_Natural language region descriptions_.
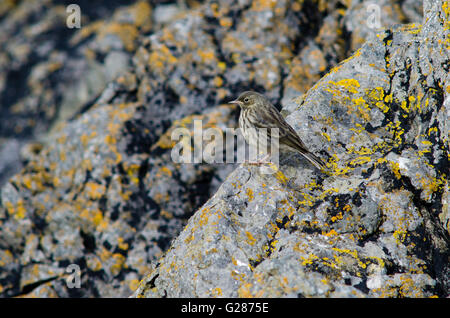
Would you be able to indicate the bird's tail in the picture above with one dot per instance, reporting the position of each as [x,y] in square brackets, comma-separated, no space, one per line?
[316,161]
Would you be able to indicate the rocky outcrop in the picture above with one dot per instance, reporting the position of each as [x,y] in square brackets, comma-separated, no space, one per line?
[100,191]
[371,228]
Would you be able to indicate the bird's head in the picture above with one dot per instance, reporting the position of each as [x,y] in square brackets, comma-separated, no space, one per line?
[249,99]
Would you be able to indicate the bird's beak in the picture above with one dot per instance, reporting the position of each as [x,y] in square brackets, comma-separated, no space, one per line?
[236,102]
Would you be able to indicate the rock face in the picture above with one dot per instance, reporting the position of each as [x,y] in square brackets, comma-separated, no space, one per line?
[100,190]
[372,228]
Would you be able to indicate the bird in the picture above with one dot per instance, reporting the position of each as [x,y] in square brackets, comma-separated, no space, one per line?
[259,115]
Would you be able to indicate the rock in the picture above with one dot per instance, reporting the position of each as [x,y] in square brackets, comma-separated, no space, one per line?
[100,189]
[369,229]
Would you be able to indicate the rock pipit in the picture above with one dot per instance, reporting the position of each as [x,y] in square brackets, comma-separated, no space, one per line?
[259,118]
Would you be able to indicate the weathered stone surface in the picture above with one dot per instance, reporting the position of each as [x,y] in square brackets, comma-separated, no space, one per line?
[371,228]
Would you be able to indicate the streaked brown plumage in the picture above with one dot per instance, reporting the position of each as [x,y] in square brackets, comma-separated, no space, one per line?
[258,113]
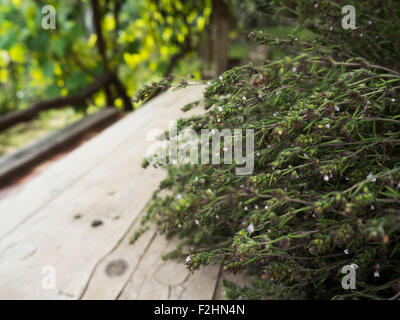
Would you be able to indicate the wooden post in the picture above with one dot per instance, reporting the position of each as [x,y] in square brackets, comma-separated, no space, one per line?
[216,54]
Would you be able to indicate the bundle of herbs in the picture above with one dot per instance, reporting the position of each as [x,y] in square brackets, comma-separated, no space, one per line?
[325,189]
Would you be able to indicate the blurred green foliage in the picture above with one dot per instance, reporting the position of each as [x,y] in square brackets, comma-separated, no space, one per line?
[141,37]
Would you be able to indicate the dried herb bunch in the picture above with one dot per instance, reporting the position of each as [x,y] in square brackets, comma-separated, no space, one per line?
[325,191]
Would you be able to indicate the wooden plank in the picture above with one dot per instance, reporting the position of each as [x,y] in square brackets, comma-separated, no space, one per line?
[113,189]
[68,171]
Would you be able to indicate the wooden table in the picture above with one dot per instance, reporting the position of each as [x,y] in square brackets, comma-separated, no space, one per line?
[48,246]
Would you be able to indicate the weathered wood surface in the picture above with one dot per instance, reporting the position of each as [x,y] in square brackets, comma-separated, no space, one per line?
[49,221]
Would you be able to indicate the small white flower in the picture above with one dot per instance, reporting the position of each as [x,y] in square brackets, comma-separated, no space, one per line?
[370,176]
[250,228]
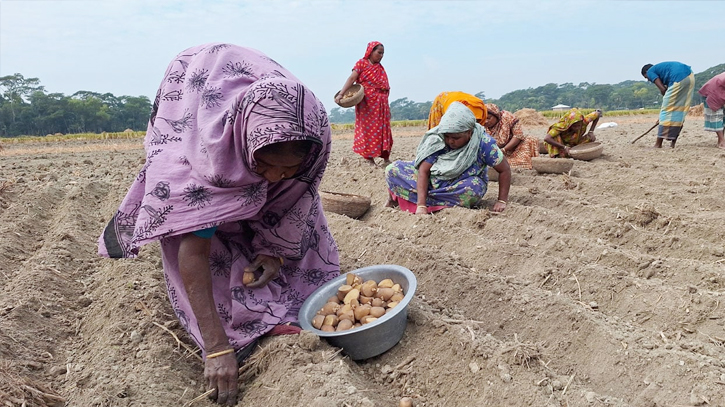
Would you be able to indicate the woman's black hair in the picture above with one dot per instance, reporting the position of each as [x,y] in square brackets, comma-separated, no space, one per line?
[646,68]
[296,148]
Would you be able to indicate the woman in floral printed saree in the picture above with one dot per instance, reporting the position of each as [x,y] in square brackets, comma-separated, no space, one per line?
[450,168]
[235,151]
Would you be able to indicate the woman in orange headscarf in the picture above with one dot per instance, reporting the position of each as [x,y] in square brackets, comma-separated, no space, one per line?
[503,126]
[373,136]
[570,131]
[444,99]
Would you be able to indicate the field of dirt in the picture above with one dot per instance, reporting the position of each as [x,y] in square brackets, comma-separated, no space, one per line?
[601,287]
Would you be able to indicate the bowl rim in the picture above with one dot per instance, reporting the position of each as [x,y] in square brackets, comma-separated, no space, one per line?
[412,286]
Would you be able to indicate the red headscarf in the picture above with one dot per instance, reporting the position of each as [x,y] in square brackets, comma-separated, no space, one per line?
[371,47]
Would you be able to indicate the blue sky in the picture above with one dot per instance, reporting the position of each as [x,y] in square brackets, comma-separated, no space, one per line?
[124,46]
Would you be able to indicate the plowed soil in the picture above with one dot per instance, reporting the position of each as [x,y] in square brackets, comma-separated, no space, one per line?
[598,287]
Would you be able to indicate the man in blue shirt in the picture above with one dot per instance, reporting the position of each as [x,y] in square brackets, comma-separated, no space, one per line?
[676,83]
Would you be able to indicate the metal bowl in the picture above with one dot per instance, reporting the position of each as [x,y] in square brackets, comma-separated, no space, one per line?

_HOW TO COMPLETE THIS TASK_. Word for word, quote the lines above. Omit the pictures.

_TASK RESULT_.
Would you be able to indicate the bird's tail in the picture above with one dot per instance, reporting the position of each as [x,y] in square brackets, comma-separated, no space, one per line?
[316,161]
Would you be able to indicate the rocky outcrop in the picture above with one dot per instance, reporting the position of each as [x,y] in square brackets, comma-separated, no space, one per line?
[100,191]
[371,228]
Would you be able to indicate the bird's head in the picture above with one dot per instance, reporting the position of each as [x,y] in square brackets, comma-separated, no space, one per line?
[249,99]
Would you be able to indicate the bird's beak in the picture above with one dot per instance, reporting the position of each as [x,y] in square brackets, comma-separated, no space, one per line?
[236,102]
Would you be able to indicate the rock face in the picture above with one dot per instance, reporting the position of each as [x,y] in square brackets, comma-separated, no space, one per line?
[100,190]
[372,228]
Would you be able to indicate the bird in the picture above with one dot per instance, reporting the position of each as [x,y] in square brackets, comma-separated, no space, one per line?
[259,115]
Would you be able to indicate the rock in the picture above with one dot per instance, reporting the position of each as [x,y] in square brackets, comma-separated, no space, one per line?
[100,189]
[369,229]
Would you be able to indicate the rock pipit in the picture above with one dot per instance, reporting the position of each as [x,y] in square brackets, comma-separated, no space, one per line?
[259,118]
Would you be able to indicate the weathered stone surface in the picture above with one dot per instance, reporting the position of each as [x,y] in square brackets, comma-separated, no space, one per line?
[371,228]
Would you be able to indicate the streaked brown plumage in the picture above with one dot per instance, reporting the position of each as [x,y] in square brackets, comma-separated, no space, one per line?
[258,113]
Would you be able to indicate the wooden post in the picture above with one dot per instance, reporting the position of each as [x,y] in square brackets, comma-separated, no space, one per line?
[216,54]
Would you be able to indicate the bundle of herbs in the picture above with one dot per instance, reporting the position of each as [x,y] in square brackets, comma-separated, no space, one per line?
[325,189]
Would you be able to indicate the blurred green foliage in the picture above with one dot per instance, reporting the position of each as [x,y] in square brackets, comma-separated, no space, one per line?
[141,37]
Would you be able to indicate the dried herb bunch in the picture above with one dot per instance, reporting the position of each as [x,y] in square brackets, comma-separated, no space, one per line?
[325,191]
Would you be able to indicate the wooden plank in the picture above with one dot per instance, reporting the position of each as [x,y] in square brackets, comma-separated, no space, one per line?
[113,189]
[68,171]
Would you be able to indicate the wooden table in the picture above with one dot per instance, reporting the position of each as [x,y] in square brackets, comma-separated, no space, one per line?
[48,246]
Would you be able to indicate the weathered wood surface in the picture above with one dot per instance, reporting the position of each as [x,y] in square brackets, comma-separated, no space, one per line?
[49,221]
Would you be able to indicate the small white flower in the picture above with one dot per instance, reporting the position of each as [x,y] in square brackets, comma-separated, no space, one per line?
[370,176]
[250,228]
Would you be able to indicate the woman's black hair in the picture above with one dot per instance, reporting the position of each as [x,y] in square brackets, comma-separated, no space, one per line?
[646,68]
[296,148]
Would you be able to indicate the woman in floral printed saree in the picture above with one dot per instance, reporting the position of each as [x,y] in square brackets, comma-separated, no space, one per line?
[450,168]
[235,151]
Would you be able to indicate the woman in orange headscarf in the picture above with one dot per instance, reporting the position of each as [x,y] in square brackets, comma-separated, no space, one per line?
[503,126]
[373,136]
[570,131]
[444,99]
Would you be able to indicate the field of dirt in the picture above with one dot per instance, reporting the position of each as [x,y] in square brackets, comma-separated, no space, one per line?
[601,287]
Would you be able to indicate the bowl rim in the picture above with one dot per instance, reporting the position of each as [x,y] in square brackets, comma-separated, no space, one per line?
[412,286]
Would you be able to indicate the red headscarf in the picture above with one dot per instance, reporting the position of each as [x,y] in square brackets, comma-separated, no space, one per line?
[371,47]
Would you be able to indicate the blue sky in the picture above with one dot per instance, reporting the position of each as [x,y] in square brackets, comma-separated, no space, one per line?
[124,46]
Would you be able to indicate the plowed soil in the picture above with one dot per instance, reporting the position of each as [x,y] in square brackets, comma-separated, no space, one per line?
[598,287]
Would you be able to indicate the man in blue shirt in the picture above with one dot per instance, reporting the position of each as [x,y] in square brackets, comma-separated, no space, one per line?
[676,83]
Would you be able to indicate the metal bowl in the picture above with one dot per instance, reporting the position of each as [x,y] in square brackets, comma-separated, no space, one per line?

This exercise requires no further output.